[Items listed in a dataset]

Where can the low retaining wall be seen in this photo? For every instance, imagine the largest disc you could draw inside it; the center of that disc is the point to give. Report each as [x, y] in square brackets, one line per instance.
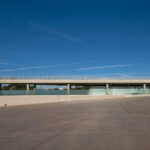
[37, 99]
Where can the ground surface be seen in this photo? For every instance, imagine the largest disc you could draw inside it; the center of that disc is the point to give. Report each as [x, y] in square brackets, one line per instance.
[114, 124]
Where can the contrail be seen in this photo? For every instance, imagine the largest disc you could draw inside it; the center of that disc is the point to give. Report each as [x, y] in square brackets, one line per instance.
[41, 67]
[105, 67]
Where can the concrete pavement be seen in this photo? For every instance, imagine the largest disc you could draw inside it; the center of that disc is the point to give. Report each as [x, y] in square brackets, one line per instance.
[109, 124]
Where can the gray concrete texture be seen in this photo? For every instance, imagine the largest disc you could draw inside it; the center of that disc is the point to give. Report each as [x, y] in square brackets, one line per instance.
[112, 124]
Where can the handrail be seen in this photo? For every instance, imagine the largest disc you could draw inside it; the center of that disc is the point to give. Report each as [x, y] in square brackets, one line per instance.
[71, 78]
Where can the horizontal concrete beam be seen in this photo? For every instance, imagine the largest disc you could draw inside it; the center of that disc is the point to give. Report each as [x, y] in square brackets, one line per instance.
[65, 82]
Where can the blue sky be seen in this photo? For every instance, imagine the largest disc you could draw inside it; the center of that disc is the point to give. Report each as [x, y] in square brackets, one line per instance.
[74, 38]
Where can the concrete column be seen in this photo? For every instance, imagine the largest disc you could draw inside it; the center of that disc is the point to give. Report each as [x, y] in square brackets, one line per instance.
[144, 87]
[28, 86]
[107, 89]
[34, 87]
[68, 87]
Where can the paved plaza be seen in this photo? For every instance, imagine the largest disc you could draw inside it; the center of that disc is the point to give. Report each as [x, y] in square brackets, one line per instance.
[105, 124]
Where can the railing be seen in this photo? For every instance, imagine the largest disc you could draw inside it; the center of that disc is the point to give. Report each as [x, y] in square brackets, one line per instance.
[72, 78]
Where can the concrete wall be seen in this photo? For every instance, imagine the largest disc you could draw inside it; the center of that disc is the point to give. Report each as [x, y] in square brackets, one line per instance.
[37, 99]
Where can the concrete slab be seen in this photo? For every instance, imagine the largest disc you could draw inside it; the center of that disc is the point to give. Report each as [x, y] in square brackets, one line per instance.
[114, 124]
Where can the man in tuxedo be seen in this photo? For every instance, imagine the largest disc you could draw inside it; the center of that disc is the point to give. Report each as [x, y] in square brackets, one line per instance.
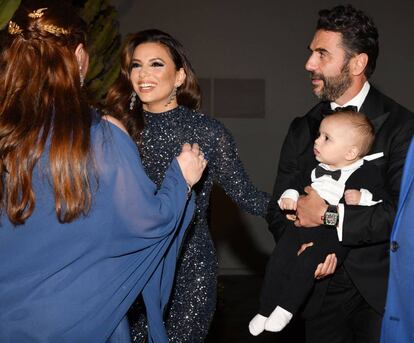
[348, 306]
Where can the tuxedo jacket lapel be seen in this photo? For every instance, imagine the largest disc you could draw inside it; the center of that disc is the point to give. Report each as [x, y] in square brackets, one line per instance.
[373, 107]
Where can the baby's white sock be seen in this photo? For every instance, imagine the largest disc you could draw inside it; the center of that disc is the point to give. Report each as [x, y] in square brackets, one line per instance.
[278, 319]
[256, 325]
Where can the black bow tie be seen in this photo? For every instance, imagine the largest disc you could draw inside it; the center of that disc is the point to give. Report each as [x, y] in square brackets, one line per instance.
[350, 108]
[334, 174]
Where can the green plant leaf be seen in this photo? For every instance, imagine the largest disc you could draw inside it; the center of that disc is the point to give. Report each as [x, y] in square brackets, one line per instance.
[7, 9]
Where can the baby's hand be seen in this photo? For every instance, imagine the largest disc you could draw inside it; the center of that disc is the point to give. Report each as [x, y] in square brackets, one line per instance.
[352, 197]
[287, 204]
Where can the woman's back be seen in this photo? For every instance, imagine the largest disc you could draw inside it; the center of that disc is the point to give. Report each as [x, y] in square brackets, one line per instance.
[75, 281]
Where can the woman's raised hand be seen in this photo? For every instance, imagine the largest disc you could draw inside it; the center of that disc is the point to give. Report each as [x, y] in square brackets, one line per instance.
[192, 163]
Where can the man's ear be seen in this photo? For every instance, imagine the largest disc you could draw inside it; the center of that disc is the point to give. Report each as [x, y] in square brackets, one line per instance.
[359, 64]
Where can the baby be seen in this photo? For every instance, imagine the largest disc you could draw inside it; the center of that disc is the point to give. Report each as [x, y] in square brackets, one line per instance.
[342, 175]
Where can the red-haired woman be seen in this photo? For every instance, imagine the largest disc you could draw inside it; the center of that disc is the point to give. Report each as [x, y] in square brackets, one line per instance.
[83, 230]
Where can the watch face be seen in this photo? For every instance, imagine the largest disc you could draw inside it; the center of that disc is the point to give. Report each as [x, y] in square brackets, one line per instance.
[331, 218]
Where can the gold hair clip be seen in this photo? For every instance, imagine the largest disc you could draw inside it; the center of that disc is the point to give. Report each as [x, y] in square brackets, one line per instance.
[54, 30]
[37, 13]
[14, 29]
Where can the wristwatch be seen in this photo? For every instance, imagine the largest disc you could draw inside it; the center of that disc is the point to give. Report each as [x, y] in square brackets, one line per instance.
[331, 216]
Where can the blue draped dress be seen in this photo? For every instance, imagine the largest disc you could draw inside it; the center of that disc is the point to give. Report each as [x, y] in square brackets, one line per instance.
[74, 282]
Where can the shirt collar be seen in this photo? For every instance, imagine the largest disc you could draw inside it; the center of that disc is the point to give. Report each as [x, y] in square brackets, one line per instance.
[357, 100]
[353, 166]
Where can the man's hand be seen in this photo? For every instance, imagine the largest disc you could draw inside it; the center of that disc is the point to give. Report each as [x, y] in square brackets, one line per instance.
[310, 209]
[326, 268]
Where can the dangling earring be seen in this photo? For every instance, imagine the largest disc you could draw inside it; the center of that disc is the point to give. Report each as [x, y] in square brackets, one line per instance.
[172, 96]
[81, 77]
[133, 100]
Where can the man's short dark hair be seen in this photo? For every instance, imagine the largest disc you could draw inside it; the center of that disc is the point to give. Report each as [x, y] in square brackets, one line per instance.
[359, 34]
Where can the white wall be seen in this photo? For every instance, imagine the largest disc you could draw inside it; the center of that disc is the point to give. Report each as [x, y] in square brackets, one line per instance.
[268, 40]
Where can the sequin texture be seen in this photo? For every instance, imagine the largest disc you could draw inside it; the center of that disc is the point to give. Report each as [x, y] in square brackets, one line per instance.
[193, 298]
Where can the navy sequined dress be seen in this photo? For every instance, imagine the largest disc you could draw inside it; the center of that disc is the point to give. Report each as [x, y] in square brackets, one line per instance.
[193, 299]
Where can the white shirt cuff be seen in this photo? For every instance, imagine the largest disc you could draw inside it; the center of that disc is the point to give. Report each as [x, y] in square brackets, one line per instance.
[366, 198]
[339, 228]
[290, 194]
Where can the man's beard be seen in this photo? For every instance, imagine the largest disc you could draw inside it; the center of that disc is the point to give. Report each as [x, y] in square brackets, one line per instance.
[333, 86]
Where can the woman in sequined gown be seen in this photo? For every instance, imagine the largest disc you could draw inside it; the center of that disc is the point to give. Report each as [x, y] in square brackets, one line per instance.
[157, 97]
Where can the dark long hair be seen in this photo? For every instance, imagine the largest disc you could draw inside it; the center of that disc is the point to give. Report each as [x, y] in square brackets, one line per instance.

▶ [What you need to do]: Omitting all pictures, copy the preceding entries without any alteration.

▶ [Answer to this problem]:
Where can the low retaining wall be seen in this photo? For every instance, imagine the largest disc you could draw inside it; the center of that disc is the point to give. Report each as [x, y] in square brackets, one line per instance.
[37, 99]
Where can the ground surface be seen in this photo? For every instance, imagine the largest disc you could draw inside it; the center of that disc is the point to give. Report each as [x, y] in square brackets, one line per instance.
[114, 124]
Where can the contrail be seen in this photo? For every instance, imagine the largest disc you could draw inside it; the center of that disc is the point to give. Report each as [x, y] in square brackets, one line per instance.
[41, 67]
[105, 67]
Where can the concrete pavement be seen in this photo? For every instance, imagine the largest disc you could draw inside it; the center of that disc is the point to give. Report each as [x, y] in square brackets, one line per instance.
[109, 124]
Where can the gray concrete texture be seen in this photo? For every instance, imagine the largest disc you could draw inside it; the center of that disc is the point to give. Report each as [x, y] in square brackets, one line per instance.
[112, 124]
Where can the handrail be seen in this photo? For every instance, imagine the largest disc you could draw inside it; the center of that disc is the point to give. Report each as [x, y] in square brackets, one line per instance.
[71, 78]
Where can the horizontal concrete beam be seen in this photo? For every instance, imagine the largest disc you could draw inside it; the center of that disc is the point to give. Report each as [x, y] in square brackets, one line per instance.
[65, 82]
Where can the blue sky be seen in this photo? For every instance, imagine the largest disc you could draw inside it; the center of that disc is the point to give. Report each as [x, y] in square brackets, one line per instance.
[74, 38]
Where can the concrete column be seen in this photo? For every instance, imagine the largest disc you could draw inside it; the center of that disc is the point to give. Report each as [x, y] in square brackets, one line per instance.
[144, 87]
[28, 86]
[107, 89]
[34, 87]
[68, 87]
Where can the paved plaza be seen in this photo? For every instance, imagine the largest disc you could draw inside it; the center of that disc is the point to give. Report each as [x, y] in square brackets, one line per instance.
[105, 124]
Where can the railing be seen in this photo? For every instance, imagine the largest disc you could draw inside it; the center of that disc is the point to give. Report each as [x, y] in square brackets, one line per instance.
[72, 78]
Where can the concrete wall be seen in this photo? For every instance, imagine the largest disc you could draw inside it; the center of that disc is the point to give. Report each as [x, y] in square brackets, one line per instance.
[37, 99]
Where can the concrete slab be seen in this photo? For every instance, imagine the largest disc you could draw inside it; the center of that disc is the point to give. Report each as [x, y] in square brackets, one line per instance.
[114, 124]
Where can the man in tuxedo be seen in this photo? For every instance, imagine the largest disc you could draw inside it; the center of that disc is the point to give. Report each as [x, y] in square brackets, one line per instance.
[348, 306]
Where can the tuxedo jacket lapel be seen in this photo? For every instance, imagine the largest disc you could draw inside it; the center of that disc is the point to give. Report each as [x, y] in square brackets, one line per instance.
[373, 107]
Where can the baby's white sock be seen in this photo? For every instance, imagine the largest disc you could draw inside it; the center of that disc is the point to give. Report each as [x, y] in square brackets, one line per instance.
[278, 319]
[256, 325]
Where can the black bow tie be seen in this photo? For every instance, imagine the largest disc you could draw inside it; the center of that disc is the point to give. Report each as [x, y] in square brackets, one line per instance.
[350, 108]
[334, 174]
Where can the green plant leaf be seen in this photo? For every instance, imagine the largest disc you could draw inside it; the center of that disc is the point to give. Report each as [x, y] in square brackets, one line per instance.
[7, 9]
Where can the baby's hand be seen in this photo? For every instance, imagine the largest disc you could draw inside it; the center of that disc is the point to give. Report each as [x, y] in square brackets, one line per instance.
[352, 197]
[287, 204]
Where can the woman's back be seen in this photo? For every instance, imagine the largest disc you could draw inside it; the center of that disc is the point to give. Report each as [x, y] in square brackets, one line per instance.
[75, 281]
Where can the woman's raised hand be seen in this photo? For every instance, imagine the largest disc you could draw inside it; the center of that disc is the point to give. Report each as [x, y] in square brackets, one line per instance.
[192, 163]
Where can the man's ear be seen in this photo? For every instance, imagine the largest disc you could draw inside it; the center of that disc is the point to give. Report each as [x, y] in square brackets, one line per instance.
[359, 64]
Where can the baby be seen in this photo? For every instance, imagine the largest disc you could draw inside it; the center of that disc is the point to give. Report each as [x, y] in square brackets, one line per instance.
[342, 175]
Where can the red-haired woman be seen in this photo? For every instance, imagine the largest disc you could draw inside it; the center of that disc is the point to give. Report each as [x, y] in square brackets, one line per instance.
[83, 230]
Where can the watch face be seen in this photo? For every instance, imagine the largest disc you could draw inside it; the center of that disc is the point to give. Report each as [x, y] in square brackets, one line per instance.
[331, 218]
Where can the gold hair clip be seen in this photo? For every instance, imagine the largest disc you could draw inside it; the center of that disc is the point to give. Report each as [x, y] in square brackets, one line per instance.
[54, 30]
[37, 13]
[14, 29]
Where can the wristwatch be seen in this photo? For every instance, imagine the largest disc you could draw inside it; the center of that disc is the point to give. Report each as [x, y] in square brackets, one line per instance.
[331, 216]
Where can the blue draped dress be seen in this photo? For every instance, imagine the largest disc you could draw inside it; the center of that disc is the point to give. Report each as [x, y] in square brackets, one line per instance.
[74, 282]
Where can the shirt collar be seen in this photo? For every instance, imagine the largest disc you could draw inside it; the center of that disc is the point to give. Report each as [x, y] in square brackets, one line per instance.
[357, 100]
[353, 166]
Where can the man's hand be seen in this photo? For every instance, imagine the largest disc you could draw inside it; the center of that disc is the point to give. Report each as [x, y] in square brackets, one line per instance.
[310, 209]
[326, 268]
Where can the dangling earring be seen in this photo? For every instance, imagine the largest disc you could draw inside it; the center of that disc is the point to give. Report each as [x, y] in square brackets, one line per instance.
[172, 96]
[81, 77]
[133, 100]
Where can the man's short dark hair be seen in this photo? For every instance, imagine the largest disc you could draw inside it; the center of that disc is the point to give. Report each as [x, y] in square brackets, one line per instance.
[359, 34]
Where can the white wall be seen in this photo? For every instance, imagine the largest disc you could draw inside it; the center of that disc is the point to give. Report each as [x, y] in square brackets, one line per instance.
[268, 40]
Where can the sequin texture be seen in this photo? For every instance, imagine the largest disc you could draw inside it; the center of that disc is the point to give. Report each as [x, y] in square brackets, one line per instance.
[193, 298]
Where can the navy sequined dress be seen in this photo? For every instance, imagine the largest disc you could draw inside it; the center of that disc is the point to give. Report each as [x, y] in square brackets, one line per instance.
[193, 299]
Where can the white shirt cuff be seen in this photo? For every instance, imagine the largest disc you could draw inside it; the center of that disc is the point to give. Report each as [x, y] in square brackets, one line per instance.
[366, 198]
[339, 228]
[290, 194]
Where can the man's beard be seen in this photo? For every instance, imagine the largest disc you could draw inside it; the center of that disc is the point to give. Report each as [x, y] in square brackets, one line per instance.
[333, 86]
Where can the woman in sequined gown be seen in this photo? For every instance, imagine the largest disc you could draw inside it; the center of that disc is the point to give. Report each as [x, y] in square brackets, one line per instance.
[157, 97]
Where can the dark long hair be seen in this photo? For every instance, imagine the largest disc you could draw inside it; the center of that disc is the point to give. Report each as [x, y] in square brackets, one line per instance.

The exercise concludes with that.